Your objective = If an entry includes an image, drop the image and copy the rest verbatim.
^^^^^^^^^^^^^^^^
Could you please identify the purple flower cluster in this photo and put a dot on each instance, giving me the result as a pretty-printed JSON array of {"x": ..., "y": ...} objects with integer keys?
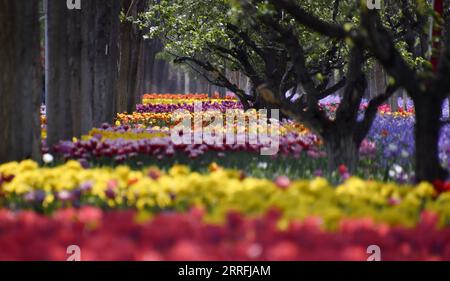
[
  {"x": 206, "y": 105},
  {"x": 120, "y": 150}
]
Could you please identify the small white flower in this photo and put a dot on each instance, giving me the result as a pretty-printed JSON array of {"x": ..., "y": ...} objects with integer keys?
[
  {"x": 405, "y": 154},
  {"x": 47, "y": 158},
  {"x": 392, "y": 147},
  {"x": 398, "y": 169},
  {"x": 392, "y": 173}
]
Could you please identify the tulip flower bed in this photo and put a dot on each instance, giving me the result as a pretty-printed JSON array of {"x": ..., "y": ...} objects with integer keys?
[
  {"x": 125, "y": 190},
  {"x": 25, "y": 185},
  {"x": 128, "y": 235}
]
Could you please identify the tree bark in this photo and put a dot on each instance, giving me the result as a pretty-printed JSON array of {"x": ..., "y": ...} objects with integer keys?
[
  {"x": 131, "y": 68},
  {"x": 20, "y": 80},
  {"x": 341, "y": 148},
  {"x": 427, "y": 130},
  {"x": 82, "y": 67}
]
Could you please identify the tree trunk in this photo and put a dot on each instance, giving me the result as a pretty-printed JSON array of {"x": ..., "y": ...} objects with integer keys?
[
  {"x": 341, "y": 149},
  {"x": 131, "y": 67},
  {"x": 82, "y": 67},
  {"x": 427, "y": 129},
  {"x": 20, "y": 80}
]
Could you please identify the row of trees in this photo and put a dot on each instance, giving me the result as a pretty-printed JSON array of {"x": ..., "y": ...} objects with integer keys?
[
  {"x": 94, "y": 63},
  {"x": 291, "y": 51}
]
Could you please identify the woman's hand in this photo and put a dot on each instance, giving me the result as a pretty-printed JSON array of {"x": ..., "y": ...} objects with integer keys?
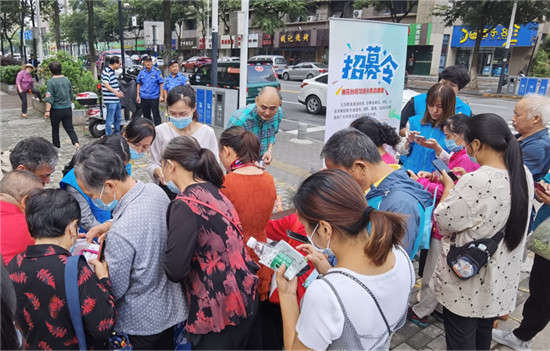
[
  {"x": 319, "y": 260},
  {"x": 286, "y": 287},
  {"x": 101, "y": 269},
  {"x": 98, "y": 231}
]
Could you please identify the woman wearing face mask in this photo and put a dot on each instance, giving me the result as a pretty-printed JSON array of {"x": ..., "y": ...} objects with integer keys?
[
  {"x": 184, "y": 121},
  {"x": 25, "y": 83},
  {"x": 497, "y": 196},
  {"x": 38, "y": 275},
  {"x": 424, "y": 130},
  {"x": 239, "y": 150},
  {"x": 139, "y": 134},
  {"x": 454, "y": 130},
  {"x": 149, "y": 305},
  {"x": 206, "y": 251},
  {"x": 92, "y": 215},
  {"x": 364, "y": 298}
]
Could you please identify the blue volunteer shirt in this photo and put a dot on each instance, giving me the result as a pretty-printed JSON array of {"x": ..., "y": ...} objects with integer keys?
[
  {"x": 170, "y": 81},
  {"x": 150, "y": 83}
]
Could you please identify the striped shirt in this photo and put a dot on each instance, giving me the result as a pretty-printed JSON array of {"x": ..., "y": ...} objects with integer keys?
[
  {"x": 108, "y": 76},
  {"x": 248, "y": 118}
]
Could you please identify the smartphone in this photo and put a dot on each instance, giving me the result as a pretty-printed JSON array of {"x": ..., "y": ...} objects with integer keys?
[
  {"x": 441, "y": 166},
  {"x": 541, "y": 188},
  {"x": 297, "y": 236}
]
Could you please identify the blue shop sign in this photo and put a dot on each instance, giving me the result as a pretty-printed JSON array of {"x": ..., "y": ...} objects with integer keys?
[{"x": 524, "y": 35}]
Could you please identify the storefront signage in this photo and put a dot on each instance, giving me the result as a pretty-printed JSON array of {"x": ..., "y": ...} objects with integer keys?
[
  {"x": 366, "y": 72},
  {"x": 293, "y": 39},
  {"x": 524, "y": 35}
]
^^^^^^^^^^^^^^^^
Expected answer =
Could you please identify the purple flower cluster in this photo and put a dot on each instance, giving me the result as a pretty-printed JSON array of {"x": ..., "y": ...} objects with integer keys?
[
  {"x": 206, "y": 105},
  {"x": 120, "y": 150}
]
Could you please identify the small white flower in this photo and put a dot on each instance, giving me the result as a pretty-printed JSON array of {"x": ..., "y": ...} objects with integer keys?
[
  {"x": 405, "y": 154},
  {"x": 47, "y": 158},
  {"x": 392, "y": 147},
  {"x": 398, "y": 169},
  {"x": 392, "y": 173}
]
Could you please identify the tulip flower bed in this photo and put a dot on each instance, giving me the result as a pretty-printed JSON array of {"x": ..., "y": ...} objects with integer keys?
[
  {"x": 125, "y": 190},
  {"x": 25, "y": 185},
  {"x": 128, "y": 235}
]
Could you please identify the tree bark in this photo and put a dot on each instance, giving me the result as a pretty-printed JSON array of {"x": ..., "y": ...} objects with integer keys?
[
  {"x": 131, "y": 68},
  {"x": 20, "y": 80},
  {"x": 341, "y": 148},
  {"x": 427, "y": 130},
  {"x": 82, "y": 67}
]
Could you please identify the tree trunk in this photo and put a dot on each instance, giving me the result as a pretty-printed JSON array of {"x": ..., "y": ...} objects with integer keys?
[
  {"x": 341, "y": 149},
  {"x": 131, "y": 67},
  {"x": 82, "y": 67},
  {"x": 427, "y": 129},
  {"x": 20, "y": 80}
]
Could you please identify the row of trees in this photo and put a dot on each instance, giving me the result as a pretty-printed JSON array of {"x": ..., "y": ...} objects with integer keys?
[
  {"x": 94, "y": 63},
  {"x": 291, "y": 51}
]
Could you please identify the woman's hand in this photo and put a dot on each instance, giving me the result as a pretty-printed JSON array of {"x": ..., "y": ...} objects with integer keys?
[
  {"x": 319, "y": 260},
  {"x": 286, "y": 287},
  {"x": 101, "y": 269},
  {"x": 98, "y": 231}
]
Could you please identify the woman wearing face mask in this photo and put a dot on each instance, giving me the result as a pretty-printed JSON array of {"x": ..., "y": ...} objects with integer keys?
[
  {"x": 184, "y": 121},
  {"x": 25, "y": 83},
  {"x": 497, "y": 196},
  {"x": 38, "y": 275},
  {"x": 424, "y": 130},
  {"x": 239, "y": 150},
  {"x": 139, "y": 134},
  {"x": 454, "y": 130},
  {"x": 149, "y": 305},
  {"x": 206, "y": 251},
  {"x": 92, "y": 215},
  {"x": 364, "y": 298}
]
Could you please identify the blue volunteer shirt in this photo and put a dot on each instance, giving me the result as a pretty-printed JSON array of {"x": ..., "y": ...} objects with integer keys?
[
  {"x": 170, "y": 81},
  {"x": 150, "y": 83}
]
Could you please identify the striped shirt in this photo and put a dot on each instance, giving me the result as a pretty-printed JSON array of {"x": ..., "y": ...} objects with integer keys?
[
  {"x": 108, "y": 76},
  {"x": 248, "y": 118}
]
Could you please identify the smartphone in this photo and put a dot on each instance, giving me the result as a pretty-printed JSON array of {"x": ..., "y": ...} objects with integer keys?
[
  {"x": 441, "y": 166},
  {"x": 541, "y": 188},
  {"x": 297, "y": 236}
]
Could you please identify the blue shop sign in this photo and put a dot on each instance, giving me the result as a pretty-printed JSON array of {"x": ..., "y": ...} objects with integer keys?
[{"x": 524, "y": 35}]
Could you please identify the storefront signage in this photo and put a dot on each instance, giving me the result as a pretty-printed JSON array of {"x": ..., "y": ...} objects with integer keys?
[
  {"x": 366, "y": 72},
  {"x": 293, "y": 39},
  {"x": 524, "y": 35}
]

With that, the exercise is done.